== Task prompt ==
Extract every line of the rows below that contains the word "helmet". Case counts when matching.

== Stored entries ==
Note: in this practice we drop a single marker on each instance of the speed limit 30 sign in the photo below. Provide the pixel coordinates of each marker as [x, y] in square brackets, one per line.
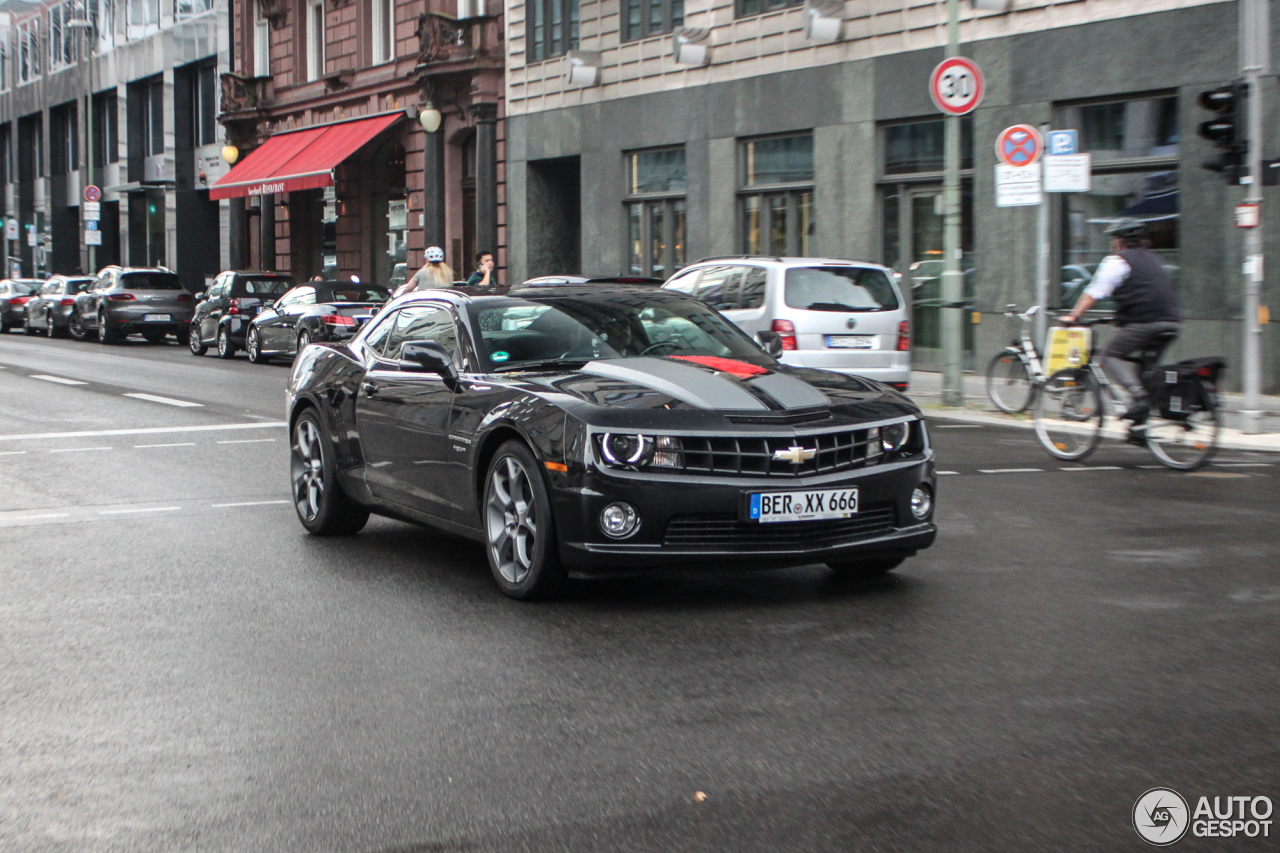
[956, 86]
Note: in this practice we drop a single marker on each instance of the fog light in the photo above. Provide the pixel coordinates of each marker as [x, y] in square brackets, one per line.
[620, 520]
[922, 502]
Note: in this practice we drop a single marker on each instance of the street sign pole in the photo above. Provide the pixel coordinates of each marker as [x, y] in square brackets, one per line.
[952, 279]
[1255, 59]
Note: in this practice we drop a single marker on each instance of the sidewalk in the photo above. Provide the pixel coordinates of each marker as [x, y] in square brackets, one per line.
[927, 392]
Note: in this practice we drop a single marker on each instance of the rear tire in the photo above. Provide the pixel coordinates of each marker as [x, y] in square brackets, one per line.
[1069, 414]
[1009, 383]
[319, 500]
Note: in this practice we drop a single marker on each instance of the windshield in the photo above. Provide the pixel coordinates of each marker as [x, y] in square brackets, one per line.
[840, 288]
[351, 293]
[516, 332]
[150, 282]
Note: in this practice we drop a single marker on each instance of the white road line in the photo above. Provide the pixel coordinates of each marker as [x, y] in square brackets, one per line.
[58, 379]
[167, 401]
[146, 430]
[151, 509]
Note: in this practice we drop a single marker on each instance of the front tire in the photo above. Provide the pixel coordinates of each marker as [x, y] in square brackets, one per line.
[319, 500]
[520, 530]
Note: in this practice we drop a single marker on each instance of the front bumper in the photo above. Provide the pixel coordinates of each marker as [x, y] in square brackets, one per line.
[696, 521]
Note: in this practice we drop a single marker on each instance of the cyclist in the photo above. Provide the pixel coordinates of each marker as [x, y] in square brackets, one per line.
[1146, 306]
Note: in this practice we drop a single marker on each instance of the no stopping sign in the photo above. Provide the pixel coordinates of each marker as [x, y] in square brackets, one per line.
[956, 86]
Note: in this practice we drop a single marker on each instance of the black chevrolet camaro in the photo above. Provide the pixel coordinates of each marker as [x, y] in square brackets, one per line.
[603, 429]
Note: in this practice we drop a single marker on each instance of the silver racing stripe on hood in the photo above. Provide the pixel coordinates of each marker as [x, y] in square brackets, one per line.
[789, 391]
[684, 382]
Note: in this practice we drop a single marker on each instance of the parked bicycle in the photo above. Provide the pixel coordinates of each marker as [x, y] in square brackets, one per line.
[1014, 374]
[1182, 429]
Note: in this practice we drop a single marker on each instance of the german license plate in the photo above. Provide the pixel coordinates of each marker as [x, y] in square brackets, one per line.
[850, 342]
[803, 506]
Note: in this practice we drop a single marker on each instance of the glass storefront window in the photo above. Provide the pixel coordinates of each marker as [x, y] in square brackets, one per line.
[919, 146]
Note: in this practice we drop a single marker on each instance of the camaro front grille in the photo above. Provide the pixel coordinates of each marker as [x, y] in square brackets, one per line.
[718, 532]
[755, 456]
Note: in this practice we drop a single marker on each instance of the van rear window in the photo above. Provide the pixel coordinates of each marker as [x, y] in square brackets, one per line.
[839, 288]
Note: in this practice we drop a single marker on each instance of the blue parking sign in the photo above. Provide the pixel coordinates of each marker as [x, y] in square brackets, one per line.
[1060, 142]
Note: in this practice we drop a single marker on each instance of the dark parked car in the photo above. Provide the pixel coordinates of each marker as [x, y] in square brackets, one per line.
[50, 308]
[127, 300]
[603, 429]
[14, 295]
[224, 311]
[312, 313]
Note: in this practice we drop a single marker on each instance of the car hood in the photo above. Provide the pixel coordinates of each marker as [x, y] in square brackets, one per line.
[696, 391]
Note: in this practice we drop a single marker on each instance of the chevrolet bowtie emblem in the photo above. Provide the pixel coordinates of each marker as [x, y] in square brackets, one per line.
[795, 455]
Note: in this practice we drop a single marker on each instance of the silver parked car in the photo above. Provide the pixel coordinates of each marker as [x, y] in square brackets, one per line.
[50, 308]
[826, 313]
[124, 301]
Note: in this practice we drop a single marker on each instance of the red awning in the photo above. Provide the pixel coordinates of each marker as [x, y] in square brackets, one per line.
[298, 159]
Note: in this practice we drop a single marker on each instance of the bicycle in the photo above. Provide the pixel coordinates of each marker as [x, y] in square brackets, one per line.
[1180, 430]
[1014, 374]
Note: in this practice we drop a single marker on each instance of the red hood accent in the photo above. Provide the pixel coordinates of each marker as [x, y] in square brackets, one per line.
[740, 369]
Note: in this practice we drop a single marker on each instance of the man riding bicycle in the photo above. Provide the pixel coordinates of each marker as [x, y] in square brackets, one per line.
[1146, 308]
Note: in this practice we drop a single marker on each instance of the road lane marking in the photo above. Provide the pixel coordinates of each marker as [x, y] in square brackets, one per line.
[145, 430]
[167, 401]
[151, 509]
[58, 379]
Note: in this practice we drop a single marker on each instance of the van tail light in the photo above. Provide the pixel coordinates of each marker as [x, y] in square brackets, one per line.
[786, 331]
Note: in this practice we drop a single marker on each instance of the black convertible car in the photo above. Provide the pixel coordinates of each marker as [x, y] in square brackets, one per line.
[603, 429]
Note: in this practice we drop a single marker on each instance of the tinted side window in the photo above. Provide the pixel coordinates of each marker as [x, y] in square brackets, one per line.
[752, 292]
[423, 323]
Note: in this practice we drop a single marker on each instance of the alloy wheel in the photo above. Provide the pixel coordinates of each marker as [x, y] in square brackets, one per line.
[511, 520]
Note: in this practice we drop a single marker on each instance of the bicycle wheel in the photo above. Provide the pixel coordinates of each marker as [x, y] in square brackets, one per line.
[1009, 382]
[1069, 414]
[1185, 442]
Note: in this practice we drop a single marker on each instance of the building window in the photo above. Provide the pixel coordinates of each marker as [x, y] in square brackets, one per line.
[553, 28]
[1134, 155]
[315, 41]
[653, 17]
[920, 146]
[62, 39]
[204, 105]
[656, 211]
[384, 31]
[28, 50]
[757, 7]
[776, 195]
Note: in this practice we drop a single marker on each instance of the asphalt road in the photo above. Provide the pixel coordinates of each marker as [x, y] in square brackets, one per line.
[182, 669]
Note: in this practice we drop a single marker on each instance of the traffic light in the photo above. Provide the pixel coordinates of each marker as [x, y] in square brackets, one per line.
[1225, 129]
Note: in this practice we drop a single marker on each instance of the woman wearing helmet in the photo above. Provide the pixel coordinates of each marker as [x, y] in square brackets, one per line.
[434, 274]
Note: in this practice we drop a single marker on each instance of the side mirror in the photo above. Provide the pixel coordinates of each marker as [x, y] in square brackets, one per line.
[429, 356]
[771, 342]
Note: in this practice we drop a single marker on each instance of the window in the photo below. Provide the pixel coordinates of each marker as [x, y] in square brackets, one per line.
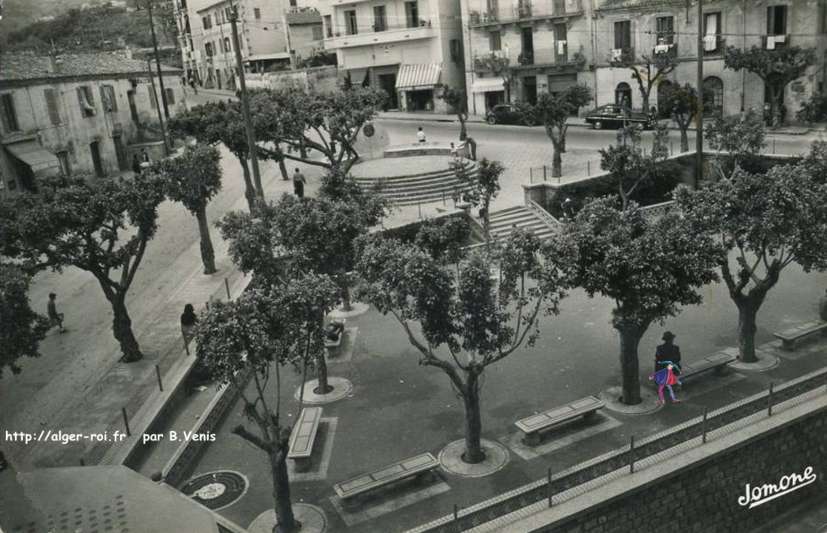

== Task answer ==
Note: in this practice we drop a single marker on each instance of the woman wearing helmet in the photo above. Provide the pixel coordinates of each marker as [x, y] in square brackets, one per line.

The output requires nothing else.